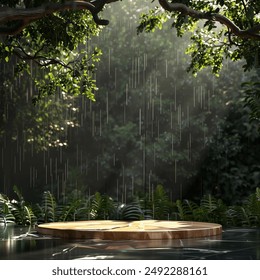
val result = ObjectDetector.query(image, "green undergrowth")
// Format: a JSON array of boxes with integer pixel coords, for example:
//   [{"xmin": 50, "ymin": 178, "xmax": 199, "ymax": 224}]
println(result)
[{"xmin": 0, "ymin": 185, "xmax": 260, "ymax": 227}]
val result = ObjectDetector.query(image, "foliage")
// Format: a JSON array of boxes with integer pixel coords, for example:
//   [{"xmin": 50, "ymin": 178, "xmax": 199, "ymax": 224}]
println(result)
[
  {"xmin": 0, "ymin": 185, "xmax": 260, "ymax": 227},
  {"xmin": 0, "ymin": 193, "xmax": 15, "ymax": 226},
  {"xmin": 138, "ymin": 0, "xmax": 260, "ymax": 74},
  {"xmin": 242, "ymin": 81, "xmax": 260, "ymax": 121}
]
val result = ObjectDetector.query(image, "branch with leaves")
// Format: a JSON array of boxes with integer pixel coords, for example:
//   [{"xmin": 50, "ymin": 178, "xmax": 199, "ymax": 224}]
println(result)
[
  {"xmin": 0, "ymin": 0, "xmax": 117, "ymax": 35},
  {"xmin": 159, "ymin": 0, "xmax": 260, "ymax": 40}
]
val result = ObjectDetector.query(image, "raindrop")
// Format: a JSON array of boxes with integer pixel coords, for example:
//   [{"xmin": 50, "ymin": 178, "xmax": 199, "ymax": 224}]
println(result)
[
  {"xmin": 106, "ymin": 92, "xmax": 108, "ymax": 123},
  {"xmin": 174, "ymin": 160, "xmax": 177, "ymax": 183},
  {"xmin": 97, "ymin": 156, "xmax": 99, "ymax": 181},
  {"xmin": 165, "ymin": 59, "xmax": 168, "ymax": 78},
  {"xmin": 139, "ymin": 108, "xmax": 142, "ymax": 135},
  {"xmin": 99, "ymin": 109, "xmax": 102, "ymax": 136}
]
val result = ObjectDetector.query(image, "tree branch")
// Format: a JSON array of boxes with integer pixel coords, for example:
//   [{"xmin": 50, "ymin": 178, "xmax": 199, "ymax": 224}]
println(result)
[
  {"xmin": 0, "ymin": 0, "xmax": 118, "ymax": 35},
  {"xmin": 158, "ymin": 0, "xmax": 260, "ymax": 40}
]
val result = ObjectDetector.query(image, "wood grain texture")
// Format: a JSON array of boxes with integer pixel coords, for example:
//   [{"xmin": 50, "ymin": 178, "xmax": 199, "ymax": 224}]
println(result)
[{"xmin": 37, "ymin": 220, "xmax": 222, "ymax": 240}]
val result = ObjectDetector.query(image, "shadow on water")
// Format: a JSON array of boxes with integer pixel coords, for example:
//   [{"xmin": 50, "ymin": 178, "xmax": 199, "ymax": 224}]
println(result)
[{"xmin": 0, "ymin": 225, "xmax": 260, "ymax": 260}]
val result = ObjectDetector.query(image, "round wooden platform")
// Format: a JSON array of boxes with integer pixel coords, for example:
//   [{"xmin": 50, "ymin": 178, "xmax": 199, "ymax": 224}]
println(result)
[{"xmin": 37, "ymin": 220, "xmax": 222, "ymax": 240}]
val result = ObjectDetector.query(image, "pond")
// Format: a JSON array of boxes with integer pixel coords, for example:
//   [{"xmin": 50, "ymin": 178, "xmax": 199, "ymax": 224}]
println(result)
[{"xmin": 0, "ymin": 226, "xmax": 260, "ymax": 260}]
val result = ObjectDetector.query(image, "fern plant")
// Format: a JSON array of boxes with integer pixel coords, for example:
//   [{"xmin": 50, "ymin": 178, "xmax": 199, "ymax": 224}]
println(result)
[
  {"xmin": 34, "ymin": 191, "xmax": 56, "ymax": 223},
  {"xmin": 11, "ymin": 186, "xmax": 36, "ymax": 225},
  {"xmin": 0, "ymin": 194, "xmax": 15, "ymax": 226},
  {"xmin": 118, "ymin": 202, "xmax": 144, "ymax": 221},
  {"xmin": 237, "ymin": 188, "xmax": 260, "ymax": 227},
  {"xmin": 89, "ymin": 192, "xmax": 115, "ymax": 220}
]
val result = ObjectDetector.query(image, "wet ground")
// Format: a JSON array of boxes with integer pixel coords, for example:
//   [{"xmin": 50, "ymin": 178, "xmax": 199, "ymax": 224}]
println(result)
[{"xmin": 0, "ymin": 226, "xmax": 260, "ymax": 260}]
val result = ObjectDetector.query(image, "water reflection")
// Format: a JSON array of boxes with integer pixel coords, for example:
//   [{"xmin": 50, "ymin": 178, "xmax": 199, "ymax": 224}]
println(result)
[{"xmin": 0, "ymin": 226, "xmax": 260, "ymax": 260}]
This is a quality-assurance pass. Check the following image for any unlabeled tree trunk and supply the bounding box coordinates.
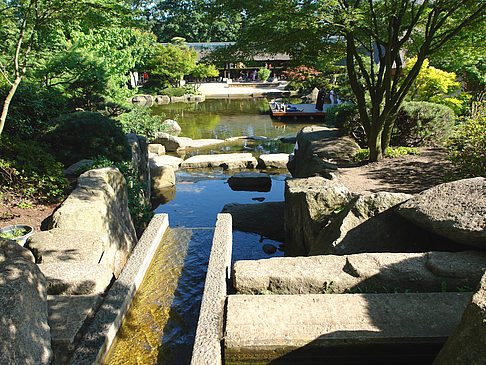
[0,76,22,136]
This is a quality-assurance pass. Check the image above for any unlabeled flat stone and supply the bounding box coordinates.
[38,262,113,295]
[25,228,103,264]
[224,293,471,364]
[285,176,352,256]
[221,202,284,242]
[233,251,486,294]
[228,171,272,192]
[47,295,102,364]
[181,153,257,170]
[149,155,184,171]
[258,153,289,169]
[397,177,486,250]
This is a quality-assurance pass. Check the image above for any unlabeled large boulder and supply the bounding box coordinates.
[309,192,412,255]
[433,274,486,365]
[221,202,284,242]
[397,177,486,250]
[0,238,52,364]
[284,176,352,256]
[50,167,137,277]
[287,126,359,178]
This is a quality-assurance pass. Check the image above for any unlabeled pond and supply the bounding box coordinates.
[106,98,314,365]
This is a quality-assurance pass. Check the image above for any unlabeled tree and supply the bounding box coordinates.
[226,0,486,161]
[0,0,133,134]
[148,44,197,87]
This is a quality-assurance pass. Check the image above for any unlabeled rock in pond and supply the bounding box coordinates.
[228,171,272,192]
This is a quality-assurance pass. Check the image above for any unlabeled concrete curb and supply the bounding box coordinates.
[70,214,169,365]
[191,213,233,365]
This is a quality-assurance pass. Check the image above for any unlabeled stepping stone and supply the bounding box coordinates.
[38,262,113,295]
[181,153,257,170]
[228,171,272,192]
[224,293,472,364]
[258,153,289,169]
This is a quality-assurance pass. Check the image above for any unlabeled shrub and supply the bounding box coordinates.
[258,68,272,81]
[449,105,486,178]
[45,112,131,165]
[160,87,186,97]
[390,101,456,146]
[118,106,169,139]
[76,156,154,229]
[354,147,420,161]
[0,136,69,202]
[326,103,366,146]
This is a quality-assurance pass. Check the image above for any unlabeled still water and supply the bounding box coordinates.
[105,99,314,365]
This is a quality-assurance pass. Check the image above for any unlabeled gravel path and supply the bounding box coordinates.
[338,148,451,194]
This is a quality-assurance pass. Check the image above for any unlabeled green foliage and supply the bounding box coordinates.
[44,112,131,165]
[449,104,486,178]
[390,101,456,146]
[147,44,197,87]
[258,68,272,81]
[0,136,69,202]
[117,106,165,139]
[76,156,154,229]
[0,83,69,139]
[354,146,420,162]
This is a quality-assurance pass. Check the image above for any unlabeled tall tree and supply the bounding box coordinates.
[0,0,130,134]
[226,0,486,161]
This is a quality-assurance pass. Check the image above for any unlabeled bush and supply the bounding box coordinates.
[76,156,154,229]
[258,68,272,81]
[160,87,186,97]
[449,105,486,178]
[45,112,131,166]
[118,106,169,139]
[390,101,456,146]
[0,136,69,202]
[326,103,366,146]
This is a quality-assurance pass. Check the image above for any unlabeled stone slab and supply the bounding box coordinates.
[25,228,103,264]
[224,293,471,364]
[191,214,233,365]
[233,251,486,294]
[149,155,184,171]
[47,295,102,364]
[70,214,169,365]
[181,153,257,170]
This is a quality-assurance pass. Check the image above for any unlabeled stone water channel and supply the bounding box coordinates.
[105,98,316,365]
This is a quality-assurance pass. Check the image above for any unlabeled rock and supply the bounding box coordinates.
[25,228,104,264]
[262,243,277,255]
[309,192,412,255]
[0,238,52,365]
[232,251,486,295]
[38,261,113,295]
[63,159,93,176]
[287,126,359,178]
[433,274,486,365]
[150,165,175,189]
[47,295,102,364]
[228,171,272,192]
[397,177,486,250]
[149,155,184,171]
[285,177,352,256]
[221,202,284,242]
[132,95,154,106]
[155,95,170,105]
[181,153,257,170]
[127,133,151,205]
[148,143,165,156]
[258,153,289,169]
[49,167,137,277]
[161,119,182,135]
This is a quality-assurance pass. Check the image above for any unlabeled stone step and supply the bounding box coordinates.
[224,293,472,364]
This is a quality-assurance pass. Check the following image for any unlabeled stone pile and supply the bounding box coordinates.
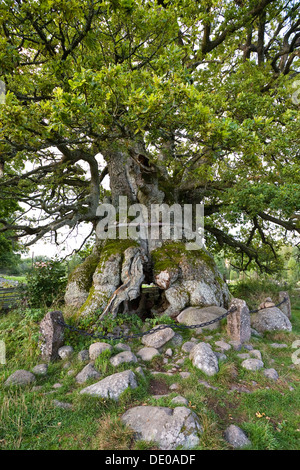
[4,299,290,450]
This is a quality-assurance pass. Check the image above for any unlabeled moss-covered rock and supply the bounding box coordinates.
[76,240,141,317]
[65,249,100,307]
[151,242,230,317]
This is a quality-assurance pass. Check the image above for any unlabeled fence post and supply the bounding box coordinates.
[227,299,251,344]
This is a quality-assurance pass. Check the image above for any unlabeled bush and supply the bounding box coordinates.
[228,279,289,309]
[26,259,67,308]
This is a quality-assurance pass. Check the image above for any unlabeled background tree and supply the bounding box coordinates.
[0,0,300,316]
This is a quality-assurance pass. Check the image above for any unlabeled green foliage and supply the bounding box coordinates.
[0,0,300,272]
[26,259,67,307]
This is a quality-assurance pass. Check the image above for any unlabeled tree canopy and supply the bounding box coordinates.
[0,0,300,270]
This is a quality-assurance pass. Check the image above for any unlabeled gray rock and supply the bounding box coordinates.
[181,341,196,353]
[39,310,64,362]
[169,384,179,390]
[121,406,202,450]
[198,379,218,390]
[135,366,145,379]
[279,291,292,319]
[177,307,226,334]
[215,341,231,352]
[32,364,48,375]
[242,359,264,370]
[249,349,262,361]
[136,347,159,361]
[57,346,74,359]
[77,349,90,362]
[189,343,219,376]
[80,370,137,400]
[142,325,175,349]
[52,400,72,410]
[115,343,131,351]
[236,353,250,360]
[251,328,263,338]
[171,395,189,406]
[225,424,251,449]
[52,382,62,389]
[89,342,112,361]
[179,372,191,379]
[75,363,101,384]
[251,307,292,333]
[4,369,36,386]
[78,250,122,315]
[170,333,183,347]
[110,351,137,367]
[263,368,279,380]
[227,299,251,344]
[215,352,227,362]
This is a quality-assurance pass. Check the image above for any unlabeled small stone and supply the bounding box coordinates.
[142,325,175,349]
[242,359,264,371]
[171,395,189,406]
[215,352,227,362]
[32,364,48,375]
[270,343,288,349]
[215,341,231,352]
[115,343,131,351]
[135,366,145,378]
[176,358,184,365]
[57,346,74,359]
[110,351,137,367]
[227,299,251,343]
[53,383,62,388]
[39,310,64,362]
[89,342,112,361]
[249,349,262,361]
[121,406,203,450]
[251,328,263,338]
[225,424,251,449]
[236,353,250,360]
[52,400,72,410]
[198,379,218,390]
[4,369,36,386]
[179,372,191,379]
[181,341,195,353]
[75,363,101,384]
[169,384,179,390]
[251,307,292,333]
[229,341,243,351]
[189,343,219,376]
[77,349,90,362]
[136,347,159,361]
[80,370,137,400]
[170,333,183,347]
[263,368,279,380]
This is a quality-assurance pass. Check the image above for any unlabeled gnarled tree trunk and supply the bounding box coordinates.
[65,144,229,319]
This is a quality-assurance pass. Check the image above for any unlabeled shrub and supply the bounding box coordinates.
[26,259,67,308]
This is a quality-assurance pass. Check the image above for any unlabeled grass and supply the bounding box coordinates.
[0,288,300,450]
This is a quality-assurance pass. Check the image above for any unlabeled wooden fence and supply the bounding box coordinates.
[0,287,20,310]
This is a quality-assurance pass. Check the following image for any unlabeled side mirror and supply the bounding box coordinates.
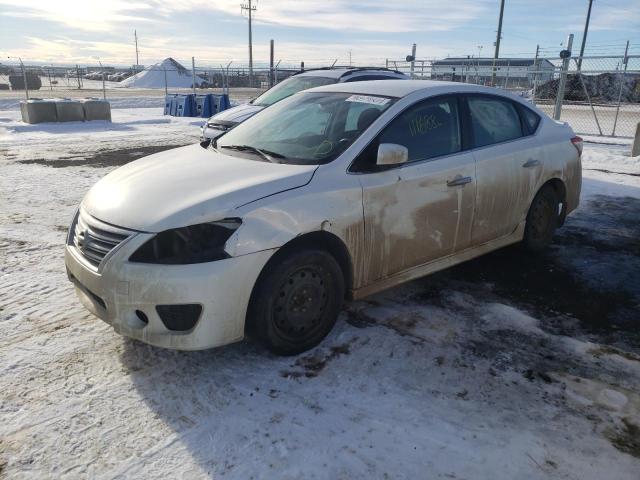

What you are asked to do:
Locate each line in the items above that contains the word "branch", and copy those lines out in full.

Written answer:
val result = ObjectDetector.query(image, "branch with leaves")
val result = ObjectDetector.query(image, "tree branch")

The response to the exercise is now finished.